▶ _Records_
************
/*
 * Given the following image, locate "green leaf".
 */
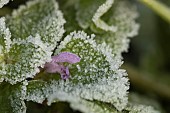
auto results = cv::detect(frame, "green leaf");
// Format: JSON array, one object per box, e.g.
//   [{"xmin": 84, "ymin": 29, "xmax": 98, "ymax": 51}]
[
  {"xmin": 0, "ymin": 0, "xmax": 9, "ymax": 8},
  {"xmin": 26, "ymin": 80, "xmax": 118, "ymax": 113},
  {"xmin": 94, "ymin": 0, "xmax": 139, "ymax": 54},
  {"xmin": 0, "ymin": 0, "xmax": 65, "ymax": 84},
  {"xmin": 58, "ymin": 0, "xmax": 81, "ymax": 34},
  {"xmin": 125, "ymin": 103, "xmax": 161, "ymax": 113},
  {"xmin": 7, "ymin": 0, "xmax": 65, "ymax": 50},
  {"xmin": 0, "ymin": 82, "xmax": 26, "ymax": 113},
  {"xmin": 76, "ymin": 0, "xmax": 105, "ymax": 29},
  {"xmin": 25, "ymin": 31, "xmax": 129, "ymax": 110},
  {"xmin": 0, "ymin": 35, "xmax": 52, "ymax": 84}
]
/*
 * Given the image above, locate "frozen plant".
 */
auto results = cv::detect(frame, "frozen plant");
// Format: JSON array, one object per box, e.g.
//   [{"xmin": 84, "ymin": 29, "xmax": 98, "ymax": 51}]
************
▶ _WHAT THE TASK REQUIRES_
Pull out every line in the material above that includes the word "Given".

▶ _RESPONSE_
 * Given the following image, locate "green leaf".
 * Given the image above, locate "frozen plant".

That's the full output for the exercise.